--- 練習問題 ---
a: 本文によると、データベース管理装置1に含まれる二つのデータベースは何ですか。
b: すべてのレコードの"pink"を"red"に変えて書き直してください。ほかの部分は変更しないでください。

--- 本文 ---
↓↓↓

図1は本発明の一実施形態のマーケティング戦略策定支援装置のブロック図である。
【0016】
本実施形態のマーケティング戦略策定支援装置はデータベース管理装置1と主制御部2と入力装置3と出力装置4と入出力制御装置5で構成されている。
データベース管理装置1は商品データベース11と顧客データベース12を含む。
【0017】
商品データベース11は、全体選択肢集合の全要素商品に関するあらゆる収集可能なデータを格納している。商品に関するデータとは、各商品を定義する属性に関する履歴値、予定値、予見値、予想値を指す。商品属性とは商品名および各種販売条件を指す。販売条件とは例えば、販売期間、販売地域、販売制約、価格、品質、機能、性能、サポート体制などを指す。
【0018】
顧客データベース12は対象顧客に関するあらゆる収集可能なデータを格納している。顧客に関するデータとは、顧客単位のデモグラフィック属性(人口動態属性)に関する履歴値、予見値、予想値と、行動属性に関する履歴値と、意識属性に関する市場調査データに基づく推定値を指す。デモグラフィック属性とは例えば、性別、年齢、職業、家族構成など、客観的に判別するのが容易な顧客の特徴のことを言う。行動属性とは、全体選択肢集合に対して顧客が実際に取った購買または契約行動のことを言う。意識属性とは、全体選択肢集合に対して顧客が行動という形で顕在化していないが潜在的に有している意識のことを言う。

↑↑↑

--- 資料 ---

↓↓↓

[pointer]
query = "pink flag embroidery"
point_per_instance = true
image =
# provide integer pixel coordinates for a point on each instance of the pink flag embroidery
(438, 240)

↑↑↑

--- 練習問題の解答 ---
a: 商品データベース11と顧客データベース12です。

b:
[pointer]
query = "red flag embroidery"
point_per_instance = true
image =
# provide integer pixel coordinates for a point on each instance of the red flag embroidery
(438, 240)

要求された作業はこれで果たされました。